▶ [Условие задания]
Какого цвета полотнище Фомочкин, согласно колонке о знаменосце в Рио, развернул над параолимпийцами?

▶ [Исходный текст]
Максим Жбанков: Крылья Советов. Что показал знаменосец в Рио
В истории вокруг функционера-перформера Фомочкина, гордо развернувшего над беларускими параолимпийцами бело-сине-красное полотнище, интереснее всего две вещи: его личный геройский кураж и абсурдное медиаэхо. Отлично друг друга дополняющие: сюжетом в обоих случаях рулят «рожденные в СССР».
Именно там с невероятным упорством формировалась и тиражировалась мифология героического лузерства — вечной борьбы со всем сразу: с природой, вражьими силами (внешними и внутренними), не слишком лояльными братьями по соцлагерю, законами экономики, «непонятным народу» артом, «не тем» рок-н-роллом и неправильной культурной памятью. Почему лузерства? Потому что результаты очередных побед оказывались непредсказуемыми. Человечество как-то не спешило в коммунистическое счастье. Реки отказывались течь вспять. Цензура калечила судьбы, но не смогла убить неформатную культуру. В общем, мироздание упорно не ложилось в рамки очередного генерального плана. В комплекте с тоталитарным энтузиазмом и насаждением слепой веры в правоту «нашего дела» это порождало массовую психологию обиженной упертости и жертвенного азарта. Нас не хотят, но мы все равно правы. Нас нагибают, а мы не гнемся. Нас не любят, но мы заставим. Броня крепка и танки наши быстры.

▶ [Предоставленный перечень]
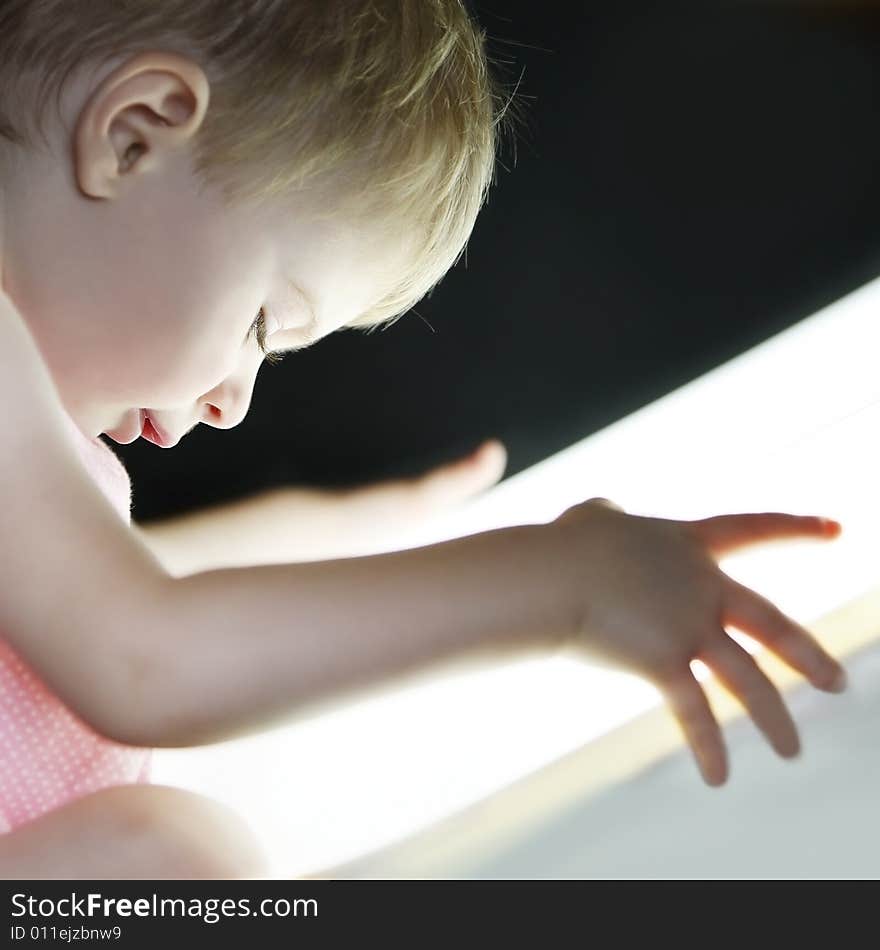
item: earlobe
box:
[73,53,210,198]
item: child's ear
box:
[73,53,210,198]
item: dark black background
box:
[113,0,880,521]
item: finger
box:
[402,439,507,507]
[700,634,801,759]
[584,498,623,511]
[722,578,846,693]
[683,511,843,555]
[658,667,728,785]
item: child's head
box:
[0,0,505,442]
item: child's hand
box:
[552,498,846,785]
[328,439,507,551]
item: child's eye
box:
[247,307,281,363]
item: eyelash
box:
[248,307,283,364]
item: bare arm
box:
[144,526,570,746]
[0,296,543,745]
[138,440,506,577]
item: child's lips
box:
[141,410,177,449]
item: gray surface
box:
[466,645,880,879]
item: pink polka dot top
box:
[0,413,151,833]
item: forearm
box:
[137,488,347,577]
[150,526,566,746]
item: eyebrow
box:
[269,280,318,356]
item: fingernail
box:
[828,670,849,693]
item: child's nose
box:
[200,373,256,429]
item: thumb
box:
[679,511,843,554]
[416,439,507,505]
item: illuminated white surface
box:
[153,281,880,874]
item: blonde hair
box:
[0,0,512,329]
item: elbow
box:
[84,578,179,748]
[83,655,168,748]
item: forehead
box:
[262,202,417,349]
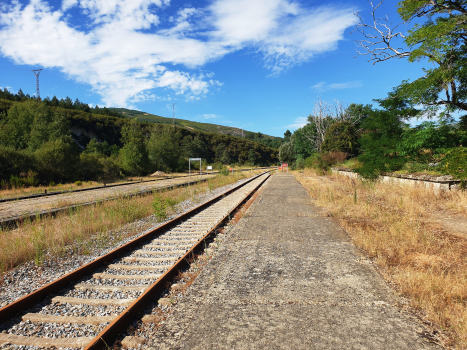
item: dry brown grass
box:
[0,174,252,273]
[0,181,102,199]
[294,170,467,348]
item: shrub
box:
[304,152,347,171]
[443,147,467,183]
[219,168,229,176]
[321,122,357,154]
[10,175,23,188]
[321,152,347,166]
[295,158,305,170]
[152,196,177,221]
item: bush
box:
[304,152,347,172]
[321,122,357,155]
[295,158,305,170]
[442,147,467,183]
[321,152,347,166]
[152,196,177,221]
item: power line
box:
[31,69,42,100]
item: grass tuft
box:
[294,170,467,348]
[0,173,249,273]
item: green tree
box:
[119,119,149,175]
[292,123,317,158]
[321,122,357,155]
[148,127,184,172]
[34,136,79,182]
[279,141,295,163]
[248,148,258,165]
[356,0,467,115]
[0,100,38,149]
[356,110,406,178]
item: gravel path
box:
[0,174,268,349]
[0,179,246,307]
[138,174,441,350]
[0,175,216,222]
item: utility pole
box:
[172,103,176,128]
[31,69,42,100]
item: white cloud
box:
[0,0,354,106]
[311,80,363,91]
[287,117,308,130]
[203,114,219,119]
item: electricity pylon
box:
[31,69,42,100]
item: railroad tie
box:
[133,249,186,255]
[92,273,162,280]
[0,333,94,349]
[109,264,165,271]
[75,283,149,292]
[123,256,180,262]
[22,313,117,325]
[151,238,197,243]
[52,296,135,306]
[144,243,193,249]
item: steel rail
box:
[0,172,267,320]
[84,173,270,350]
[0,167,276,203]
[0,177,212,227]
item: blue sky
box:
[0,0,427,136]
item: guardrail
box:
[331,168,461,191]
[0,167,275,203]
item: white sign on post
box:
[188,158,203,177]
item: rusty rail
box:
[0,172,268,340]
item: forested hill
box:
[0,94,278,186]
[108,108,284,149]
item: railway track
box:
[0,173,269,350]
[0,168,276,228]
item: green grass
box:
[109,108,280,139]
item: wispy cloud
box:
[203,114,219,119]
[287,117,308,130]
[0,0,355,106]
[311,80,363,91]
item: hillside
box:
[0,96,278,183]
[108,108,283,149]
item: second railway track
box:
[0,173,269,349]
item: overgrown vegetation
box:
[0,173,249,272]
[0,90,277,188]
[294,170,467,348]
[109,108,284,149]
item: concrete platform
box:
[149,174,441,349]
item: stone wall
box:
[332,168,460,191]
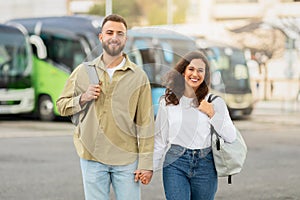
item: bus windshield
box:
[0,30,29,77]
[208,47,251,94]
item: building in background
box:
[0,0,67,23]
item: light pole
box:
[167,0,173,24]
[105,0,112,16]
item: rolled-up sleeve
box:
[210,97,236,143]
[56,67,86,116]
[153,99,169,171]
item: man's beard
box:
[102,41,125,56]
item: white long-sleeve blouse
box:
[153,95,236,170]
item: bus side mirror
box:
[29,35,47,59]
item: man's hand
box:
[79,84,101,106]
[134,169,153,185]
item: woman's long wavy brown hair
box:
[164,51,210,106]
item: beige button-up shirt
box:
[56,55,154,170]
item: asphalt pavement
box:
[251,100,300,125]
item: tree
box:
[88,0,142,26]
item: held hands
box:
[80,84,101,106]
[134,169,153,185]
[198,100,215,118]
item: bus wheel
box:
[38,95,55,121]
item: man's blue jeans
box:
[80,158,141,200]
[163,145,218,200]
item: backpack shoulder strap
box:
[207,94,219,103]
[83,62,99,84]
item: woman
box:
[154,51,236,200]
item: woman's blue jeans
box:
[163,145,218,200]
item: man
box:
[57,14,154,200]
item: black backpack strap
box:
[207,94,219,103]
[83,62,100,84]
[71,62,100,126]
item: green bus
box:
[0,15,197,121]
[0,24,45,117]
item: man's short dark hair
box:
[101,14,127,30]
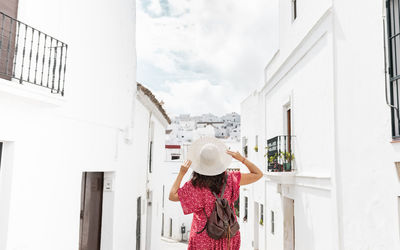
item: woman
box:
[169,137,263,250]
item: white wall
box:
[334,0,400,249]
[242,0,400,250]
[0,0,137,250]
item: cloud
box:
[154,80,239,116]
[137,0,277,113]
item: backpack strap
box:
[212,174,228,199]
[196,207,208,234]
[219,174,228,198]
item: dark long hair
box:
[192,171,225,194]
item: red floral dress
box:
[178,171,241,250]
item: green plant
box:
[264,146,269,157]
[281,152,294,162]
[268,153,279,163]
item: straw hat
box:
[187,136,232,176]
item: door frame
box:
[79,172,104,250]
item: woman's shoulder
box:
[228,170,241,183]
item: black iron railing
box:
[266,135,294,172]
[386,0,400,139]
[0,12,68,96]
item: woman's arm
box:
[226,150,263,186]
[169,160,192,201]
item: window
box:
[271,210,275,234]
[291,0,297,21]
[171,155,181,160]
[386,0,400,138]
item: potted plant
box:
[282,152,294,171]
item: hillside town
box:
[0,0,400,250]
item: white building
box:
[0,0,166,250]
[159,125,241,240]
[241,0,400,250]
[132,83,171,249]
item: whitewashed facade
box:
[241,0,400,250]
[159,125,242,241]
[0,0,158,250]
[132,84,171,250]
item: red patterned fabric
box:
[178,171,241,250]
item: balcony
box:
[0,12,68,96]
[266,135,294,172]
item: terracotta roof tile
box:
[137,83,171,124]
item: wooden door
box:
[136,196,142,250]
[79,172,104,250]
[0,0,18,80]
[283,197,296,250]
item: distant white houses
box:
[167,112,240,144]
[160,114,241,240]
[0,0,139,250]
[240,0,400,250]
[132,83,171,249]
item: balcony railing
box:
[266,135,294,172]
[0,12,68,96]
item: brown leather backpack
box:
[197,175,239,244]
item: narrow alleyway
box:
[161,237,187,250]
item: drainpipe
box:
[146,111,153,190]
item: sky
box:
[136,0,278,117]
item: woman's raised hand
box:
[179,160,192,175]
[226,150,244,161]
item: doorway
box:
[283,197,295,250]
[79,172,104,250]
[253,202,260,250]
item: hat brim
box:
[187,136,232,176]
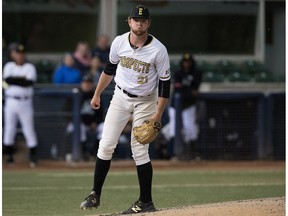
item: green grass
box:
[2,166,285,216]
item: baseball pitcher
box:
[80,5,170,214]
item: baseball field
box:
[2,161,285,216]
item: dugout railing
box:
[34,87,285,161]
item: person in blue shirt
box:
[53,53,82,84]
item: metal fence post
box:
[174,93,184,158]
[72,88,81,161]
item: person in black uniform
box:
[169,53,202,159]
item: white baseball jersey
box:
[109,32,170,96]
[3,62,37,97]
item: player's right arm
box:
[90,62,117,109]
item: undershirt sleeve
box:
[158,79,170,98]
[104,61,117,76]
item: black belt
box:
[7,96,31,100]
[117,85,139,97]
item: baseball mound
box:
[125,197,285,216]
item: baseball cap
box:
[130,5,150,19]
[8,43,25,53]
[182,52,193,61]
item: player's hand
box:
[90,95,100,109]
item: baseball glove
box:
[133,119,162,145]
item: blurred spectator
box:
[88,56,103,84]
[73,41,91,76]
[2,38,10,69]
[92,35,110,68]
[169,53,202,159]
[66,74,104,161]
[53,53,82,84]
[3,43,38,167]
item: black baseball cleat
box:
[121,200,156,214]
[80,191,100,209]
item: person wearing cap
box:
[169,52,202,160]
[80,5,171,214]
[3,43,38,167]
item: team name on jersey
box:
[119,56,151,73]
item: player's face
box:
[129,18,150,36]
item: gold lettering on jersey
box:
[137,76,148,85]
[120,56,151,73]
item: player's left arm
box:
[152,46,171,122]
[152,79,170,122]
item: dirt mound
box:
[133,197,285,216]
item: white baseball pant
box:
[3,97,38,148]
[97,86,157,166]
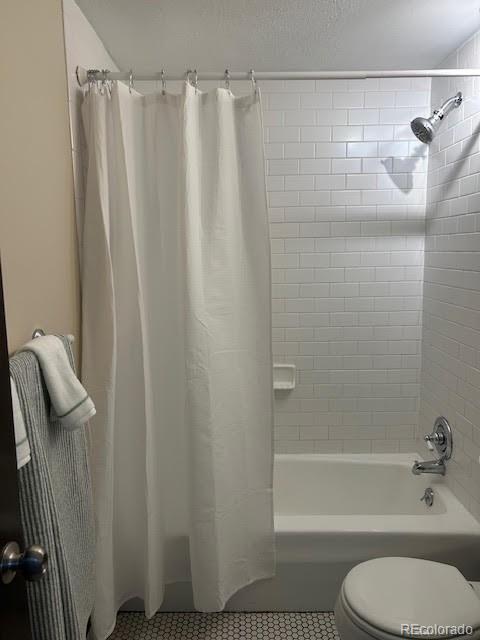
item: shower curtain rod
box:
[76,66,480,86]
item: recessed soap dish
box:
[273,364,296,391]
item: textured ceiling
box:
[77,0,480,73]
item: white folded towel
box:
[10,378,30,469]
[22,335,96,431]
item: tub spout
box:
[412,458,447,476]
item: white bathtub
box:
[148,454,480,611]
[228,454,480,611]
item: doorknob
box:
[0,542,48,584]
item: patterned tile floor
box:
[109,612,339,640]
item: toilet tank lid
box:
[342,558,480,638]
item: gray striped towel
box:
[10,337,95,640]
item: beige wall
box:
[0,0,79,351]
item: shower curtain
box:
[82,83,274,639]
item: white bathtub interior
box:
[124,453,480,611]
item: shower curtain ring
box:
[248,69,257,93]
[185,69,198,93]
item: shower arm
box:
[433,91,462,120]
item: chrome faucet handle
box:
[424,417,453,460]
[424,431,445,451]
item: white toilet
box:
[335,558,480,640]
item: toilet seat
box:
[335,558,480,640]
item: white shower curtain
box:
[82,83,274,640]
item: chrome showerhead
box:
[410,91,463,144]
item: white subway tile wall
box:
[419,33,480,517]
[64,0,430,460]
[262,79,430,453]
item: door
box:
[0,264,32,640]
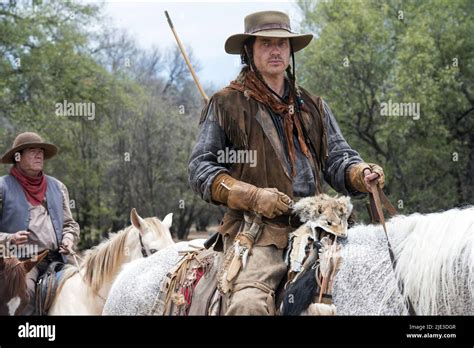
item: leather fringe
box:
[199,93,248,150]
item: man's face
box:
[253,36,290,77]
[18,148,44,175]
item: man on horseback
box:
[188,11,384,315]
[0,132,79,315]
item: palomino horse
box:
[0,252,47,315]
[103,207,474,315]
[48,209,174,315]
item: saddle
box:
[35,261,64,315]
[150,248,217,316]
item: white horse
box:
[48,209,174,315]
[103,207,474,315]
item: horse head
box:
[0,251,48,315]
[130,208,174,256]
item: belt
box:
[262,214,303,228]
[227,209,303,228]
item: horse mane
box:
[81,226,135,292]
[387,207,474,315]
[57,217,167,293]
[0,258,26,299]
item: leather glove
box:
[211,174,291,219]
[348,162,385,192]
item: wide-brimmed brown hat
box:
[0,132,58,163]
[224,11,313,54]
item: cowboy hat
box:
[0,132,58,163]
[224,11,313,54]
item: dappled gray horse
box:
[103,207,474,315]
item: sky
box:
[104,1,301,88]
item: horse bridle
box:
[138,232,157,257]
[367,183,416,316]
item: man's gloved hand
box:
[59,238,74,255]
[211,174,291,219]
[349,162,385,192]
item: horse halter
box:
[138,232,158,257]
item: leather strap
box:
[369,183,416,315]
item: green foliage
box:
[299,0,474,218]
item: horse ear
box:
[130,208,145,231]
[161,213,173,229]
[22,250,49,273]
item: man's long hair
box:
[240,36,297,96]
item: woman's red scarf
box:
[10,166,48,205]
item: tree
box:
[298,0,474,218]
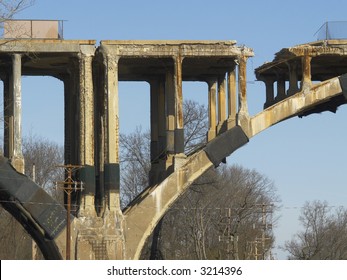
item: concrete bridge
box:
[0,36,347,259]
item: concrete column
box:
[175,56,184,154]
[79,48,96,216]
[165,66,176,174]
[149,80,160,185]
[207,79,217,141]
[104,54,120,211]
[227,68,237,129]
[9,54,24,173]
[165,69,176,154]
[301,54,312,91]
[264,78,275,109]
[238,55,249,116]
[276,73,286,101]
[158,81,166,181]
[217,74,226,133]
[2,75,13,158]
[287,62,299,96]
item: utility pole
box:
[56,164,83,260]
[218,208,239,260]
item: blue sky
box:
[10,0,347,259]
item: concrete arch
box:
[124,74,347,259]
[0,157,66,259]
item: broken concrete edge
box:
[204,126,249,167]
[0,157,65,259]
[339,74,347,100]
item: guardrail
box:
[314,21,347,41]
[3,19,64,39]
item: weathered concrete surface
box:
[250,78,342,138]
[0,37,347,259]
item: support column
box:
[238,55,249,116]
[207,79,217,141]
[9,54,24,173]
[149,80,160,186]
[175,56,184,154]
[79,48,96,216]
[2,74,13,158]
[287,62,299,96]
[217,74,226,134]
[165,69,176,173]
[301,54,312,91]
[104,54,120,211]
[264,78,275,109]
[227,68,237,129]
[158,80,166,181]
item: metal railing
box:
[2,19,64,39]
[314,21,347,41]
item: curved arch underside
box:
[0,157,66,259]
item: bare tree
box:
[150,166,279,259]
[284,201,347,260]
[23,135,64,198]
[119,100,208,206]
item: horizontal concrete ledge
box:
[0,39,96,53]
[0,39,96,45]
[100,40,236,46]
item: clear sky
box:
[10,0,347,259]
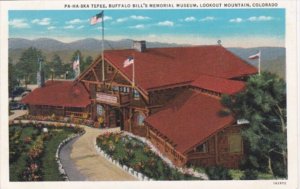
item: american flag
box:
[248,51,260,60]
[73,56,80,71]
[123,56,134,68]
[90,11,103,25]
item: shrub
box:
[206,166,232,180]
[241,169,258,180]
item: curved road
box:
[60,127,137,181]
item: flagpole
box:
[258,51,261,75]
[132,54,135,87]
[77,53,80,77]
[101,11,105,82]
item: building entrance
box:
[109,109,124,130]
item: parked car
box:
[9,101,27,110]
[10,87,26,97]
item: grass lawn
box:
[42,129,73,181]
[9,126,38,181]
[97,133,201,180]
[9,124,79,181]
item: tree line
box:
[9,47,93,91]
[221,72,288,178]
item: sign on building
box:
[96,93,118,104]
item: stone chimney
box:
[37,58,45,87]
[133,41,146,52]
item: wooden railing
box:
[96,92,130,106]
[66,111,91,118]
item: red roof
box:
[104,45,257,90]
[145,90,234,154]
[21,80,91,107]
[191,75,245,95]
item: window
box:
[107,65,114,73]
[97,104,104,116]
[228,133,242,153]
[112,86,119,91]
[195,142,208,153]
[136,112,145,126]
[133,89,140,100]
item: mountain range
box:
[8,38,285,78]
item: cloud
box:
[229,18,243,23]
[64,25,74,29]
[200,16,216,22]
[116,15,151,23]
[130,15,150,20]
[66,18,85,25]
[31,18,51,26]
[157,20,174,27]
[129,24,145,29]
[104,16,112,21]
[77,25,84,30]
[117,17,128,23]
[248,16,273,22]
[47,26,56,30]
[9,19,30,28]
[184,16,196,22]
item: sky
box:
[9,9,285,47]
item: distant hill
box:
[9,38,285,78]
[228,47,286,78]
[8,38,179,51]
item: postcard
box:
[0,0,299,189]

▶ [Ответ на задание]
Бело-сине-красного.